:: Problem 1 ::
Report every line of the entries that contains the string "hydrangea", copying each line in full. Case counts.

:: Text block ::
━━━━━━━━━━━━━━━━
# Writer needs help with gold and slag(?)



## jparks (Jun 5, 2017)

Hi.

First, big thanks in advance!! Hopefully you find this a fun/interesting thought experiment.

QUESTION: Can a person in 1863 smelt/refine placer gold (and melt gold coins) and then hide it inside something else (I'm thinking slag, but I have no idea if that's even the correct term)?

WHY I'M ASKING: I've started a Western series based in Colorado. I've published the first book in the series but I won't point you to it as I'm not here to sell (mentioned just so you know I'm serious).

Been googling and searching the forum but without luck as I don't know enough (anything) about the process to know what I'm looking at  

Here's the backstory:

In 1863, the Clark, Gruber & Co. mint in Denver was bought out by the Federal government (true). A local gangster gets the idea to steal some of the mint's coin hoard and gold dust when they move locations (they did move locations but the theft is fiction). The gangster hires a seasoned smelter/refiner to convert the gold into bars/ingots. This person decides to take an extra cut by hiding gold inside SOMETHING so that anyone looking at it has no idea there's gold in it. My initial thought, but I don't know if this is even possible, is to hide buttons of gold inside melted black sand (is that slag?). Maybe the end product just looks like black glass beads. Of course, I don't know if melted sand would be so hot it would melt the gold--but maybe that's okay as long as the finished product looks nothing like gold. The man then passes it off as waste material from the smelting/refining process.
━━━━━━━━━━━━━━━━
:: Problem 2 ::
Answer these questions using the forum post:
(a) In which state is the writer's Western series set?
(b) Which mint does the backstory say the Federal government bought out in 1863?
(c) Inside what material does the writer first think of hiding buttons of gold?

(Data listing)
━━━━━━━━━━━━━━━━
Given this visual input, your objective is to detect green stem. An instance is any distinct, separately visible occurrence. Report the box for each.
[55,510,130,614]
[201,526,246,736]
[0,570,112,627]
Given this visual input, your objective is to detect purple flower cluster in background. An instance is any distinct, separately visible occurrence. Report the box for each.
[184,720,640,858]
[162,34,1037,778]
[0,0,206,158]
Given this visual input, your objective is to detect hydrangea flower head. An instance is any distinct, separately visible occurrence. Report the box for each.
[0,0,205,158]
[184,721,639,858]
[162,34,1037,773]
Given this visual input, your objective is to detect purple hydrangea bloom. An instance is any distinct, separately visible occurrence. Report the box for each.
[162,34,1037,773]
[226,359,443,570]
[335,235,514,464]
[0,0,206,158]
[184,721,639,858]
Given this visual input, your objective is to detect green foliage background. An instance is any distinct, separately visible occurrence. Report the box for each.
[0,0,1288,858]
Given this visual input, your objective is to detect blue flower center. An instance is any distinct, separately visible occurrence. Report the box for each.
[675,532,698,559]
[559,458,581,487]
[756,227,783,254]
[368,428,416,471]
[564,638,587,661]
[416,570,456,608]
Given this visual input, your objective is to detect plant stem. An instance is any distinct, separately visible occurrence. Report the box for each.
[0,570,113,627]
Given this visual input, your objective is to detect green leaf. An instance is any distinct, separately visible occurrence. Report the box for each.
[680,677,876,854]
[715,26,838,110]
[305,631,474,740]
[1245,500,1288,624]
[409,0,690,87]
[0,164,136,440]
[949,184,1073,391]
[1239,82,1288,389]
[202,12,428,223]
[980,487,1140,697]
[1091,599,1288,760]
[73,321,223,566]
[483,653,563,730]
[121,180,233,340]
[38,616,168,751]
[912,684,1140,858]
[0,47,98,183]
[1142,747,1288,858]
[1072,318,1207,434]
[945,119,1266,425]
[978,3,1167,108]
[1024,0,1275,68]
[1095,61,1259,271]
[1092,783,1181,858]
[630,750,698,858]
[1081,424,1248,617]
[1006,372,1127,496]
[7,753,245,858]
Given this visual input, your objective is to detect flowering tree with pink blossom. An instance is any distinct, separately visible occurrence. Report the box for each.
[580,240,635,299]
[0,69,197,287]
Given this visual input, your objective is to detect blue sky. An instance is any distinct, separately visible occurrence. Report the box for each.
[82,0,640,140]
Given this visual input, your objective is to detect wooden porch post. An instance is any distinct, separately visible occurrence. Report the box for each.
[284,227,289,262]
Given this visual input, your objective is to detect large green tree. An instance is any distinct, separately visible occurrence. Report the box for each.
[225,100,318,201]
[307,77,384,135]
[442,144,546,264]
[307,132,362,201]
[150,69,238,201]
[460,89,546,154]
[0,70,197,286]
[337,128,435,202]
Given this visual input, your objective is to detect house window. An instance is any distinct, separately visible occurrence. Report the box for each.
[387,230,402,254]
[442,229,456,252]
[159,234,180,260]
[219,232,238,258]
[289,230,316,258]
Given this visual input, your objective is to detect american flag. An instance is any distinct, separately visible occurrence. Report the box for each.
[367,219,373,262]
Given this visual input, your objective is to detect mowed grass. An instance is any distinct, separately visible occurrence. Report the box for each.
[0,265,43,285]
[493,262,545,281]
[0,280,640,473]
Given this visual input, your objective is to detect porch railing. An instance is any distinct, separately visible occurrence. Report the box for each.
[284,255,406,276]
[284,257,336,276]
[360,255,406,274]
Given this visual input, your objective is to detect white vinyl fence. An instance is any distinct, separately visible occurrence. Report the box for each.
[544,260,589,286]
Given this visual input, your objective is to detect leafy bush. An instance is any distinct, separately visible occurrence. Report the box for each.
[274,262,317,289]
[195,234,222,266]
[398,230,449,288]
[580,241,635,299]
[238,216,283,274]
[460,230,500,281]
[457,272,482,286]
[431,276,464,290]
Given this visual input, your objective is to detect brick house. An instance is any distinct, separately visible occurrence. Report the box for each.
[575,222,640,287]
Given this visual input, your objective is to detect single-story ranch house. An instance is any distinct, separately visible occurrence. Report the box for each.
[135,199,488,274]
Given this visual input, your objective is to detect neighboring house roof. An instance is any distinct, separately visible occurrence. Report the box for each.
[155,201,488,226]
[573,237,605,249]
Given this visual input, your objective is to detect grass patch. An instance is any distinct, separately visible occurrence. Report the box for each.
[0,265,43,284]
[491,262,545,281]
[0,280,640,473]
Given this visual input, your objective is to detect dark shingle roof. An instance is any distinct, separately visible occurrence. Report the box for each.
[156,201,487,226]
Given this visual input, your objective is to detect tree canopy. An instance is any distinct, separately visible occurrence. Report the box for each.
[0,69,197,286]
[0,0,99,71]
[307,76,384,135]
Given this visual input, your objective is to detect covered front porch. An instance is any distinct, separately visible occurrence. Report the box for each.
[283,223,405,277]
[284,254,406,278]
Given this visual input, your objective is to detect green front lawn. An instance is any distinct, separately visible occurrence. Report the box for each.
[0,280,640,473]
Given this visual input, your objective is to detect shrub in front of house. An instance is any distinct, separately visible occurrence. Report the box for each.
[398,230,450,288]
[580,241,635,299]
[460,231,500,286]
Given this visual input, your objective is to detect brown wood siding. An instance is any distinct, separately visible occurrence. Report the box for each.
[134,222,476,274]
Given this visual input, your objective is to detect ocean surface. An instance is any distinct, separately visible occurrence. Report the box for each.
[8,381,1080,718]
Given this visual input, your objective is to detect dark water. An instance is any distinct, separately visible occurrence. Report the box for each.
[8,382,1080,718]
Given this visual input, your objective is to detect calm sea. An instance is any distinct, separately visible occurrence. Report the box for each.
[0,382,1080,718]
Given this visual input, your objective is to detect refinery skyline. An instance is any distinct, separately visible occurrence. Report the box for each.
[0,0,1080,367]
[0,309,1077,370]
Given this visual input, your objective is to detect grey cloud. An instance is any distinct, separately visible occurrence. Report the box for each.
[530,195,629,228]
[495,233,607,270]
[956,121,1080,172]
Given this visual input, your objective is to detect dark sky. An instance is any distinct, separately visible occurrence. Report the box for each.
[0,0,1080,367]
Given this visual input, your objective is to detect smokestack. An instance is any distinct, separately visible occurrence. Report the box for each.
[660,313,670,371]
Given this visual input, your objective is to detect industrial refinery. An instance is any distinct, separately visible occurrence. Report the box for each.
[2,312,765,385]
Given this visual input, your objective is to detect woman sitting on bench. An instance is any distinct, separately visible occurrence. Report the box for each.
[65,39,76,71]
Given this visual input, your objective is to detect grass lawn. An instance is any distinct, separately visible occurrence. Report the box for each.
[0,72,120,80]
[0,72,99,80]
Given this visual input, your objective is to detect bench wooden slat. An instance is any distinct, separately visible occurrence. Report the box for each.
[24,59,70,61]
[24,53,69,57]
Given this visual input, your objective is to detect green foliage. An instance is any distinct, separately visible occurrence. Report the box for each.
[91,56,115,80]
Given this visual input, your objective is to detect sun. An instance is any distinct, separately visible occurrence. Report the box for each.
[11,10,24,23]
━━━━━━━━━━━━━━━━
:: Complete response 1 ::
Given this visual input, your objective is to detect hydrangea flower head. An instance is any distinct, separately visible occurrence. Report the box for each.
Given this visual input, your objective is to detect purple hydrangea bloom. An instance is any distinct, separately visible occurrence. Report the box for each.

:: Complete response 2 ::
(a) Colorado.
(b) The Clark, Gruber & Co. mint in Denver.
(c) Melted black sand.